:: WORK TO COMPLETE ::
From the excerpt on Brazil's national contractors, transcribe the passage starting at "In this way, a" and ending at "ignoring previous experiences.".

:: DOCUMENT EXCERPT ::
-- BEGIN --

From a political point of view, the use of contractors has historically projected Brazil as a regional leader. Odebrecht's first international project (the Charcani hydroelectric plant in Peru) was part of the joint signing of trade agreements between the countries; such a situation would be repeated in Ecuador and Venezuela. Despite the accusations of “sub-imperialism” by the Brazilian State – a theme for another article -, the action of national contractors contributed to providing a region historically lacking in infrastructure works with basic elements when considering some level of regional integration.
In this way, a more honest assessment of the policy of national champions and national contractors seems to be an important first step towards a discussion of the role of the BNDES in the export of services in the third Lula administration.
A return to the past?
As suggested by Daedalus to his son Icarus in the famous Greek legend, when he presented him with wings: not so much to the sky and not so much to the sea.
Discussing a new policy for national contractors in 2023 begins with findings that, absolutely, do not mean completely ignoring previous experiences.
First of all, Brazil is currently experiencing a major infrastructure deficit: in 2020, our investment in infrastructure was approximately R$115 billion, or 1,55% of the national GDP, the lowest investment in recent years. Report prepared by Pezco Economics points to the need for a leap in the order of R$339 billion in public investments to combat our infrastructure bottlenecks [viii]. This investment would also lead to a greater generation of jobs: before the start of Operation Lava-Jato, Odebrecht was the largest employer in the country, even surpassing Petrobras. Thus, measures such as the payment of debts arising from leniency agreements between contractors and works, as suggested by the Minister of Civil Affairs, Rui Costa, seem to be interesting alternatives in the face of this reality.

-- END --

:: INFORMATION PROVIDED ::
-- BEGIN --

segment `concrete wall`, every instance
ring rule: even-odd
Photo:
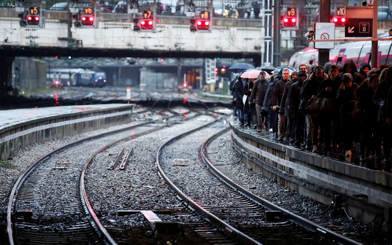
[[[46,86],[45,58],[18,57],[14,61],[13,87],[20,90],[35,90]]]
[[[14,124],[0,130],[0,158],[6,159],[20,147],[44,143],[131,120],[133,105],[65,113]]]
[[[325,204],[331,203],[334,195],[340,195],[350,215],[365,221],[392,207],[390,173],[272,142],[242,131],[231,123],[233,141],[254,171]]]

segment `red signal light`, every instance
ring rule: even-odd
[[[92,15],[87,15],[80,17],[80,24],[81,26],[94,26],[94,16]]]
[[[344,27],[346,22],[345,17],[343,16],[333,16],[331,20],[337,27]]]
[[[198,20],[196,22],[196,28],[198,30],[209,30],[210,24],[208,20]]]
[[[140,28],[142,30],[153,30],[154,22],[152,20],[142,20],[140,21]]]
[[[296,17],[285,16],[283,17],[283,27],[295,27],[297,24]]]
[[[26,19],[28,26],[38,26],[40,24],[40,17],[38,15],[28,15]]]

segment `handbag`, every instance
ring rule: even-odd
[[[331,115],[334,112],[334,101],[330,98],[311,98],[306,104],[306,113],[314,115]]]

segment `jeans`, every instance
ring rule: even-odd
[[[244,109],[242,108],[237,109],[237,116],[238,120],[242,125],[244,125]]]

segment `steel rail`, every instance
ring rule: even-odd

-- END --
-- BEGIN --

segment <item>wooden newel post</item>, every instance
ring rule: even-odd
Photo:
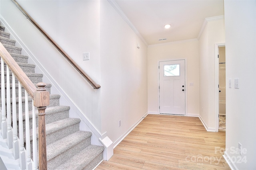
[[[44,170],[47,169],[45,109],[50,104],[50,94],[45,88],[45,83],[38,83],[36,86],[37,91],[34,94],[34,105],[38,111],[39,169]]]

-- END --

:: WRITTEN ANSWER ::
In this way, a more honest assessment of the policy of national champions and national contractors seems to be an important first step towards a discussion of the role of the BNDES in the export of services in the third Lula administration.
A return to the past?
As suggested by Daedalus to his son Icarus in the famous Greek legend, when he presented him with wings: not so much to the sky and not so much to the sea.
Discussing a new policy for national contractors in 2023 begins with findings that, absolutely, do not mean completely ignoring previous experiences.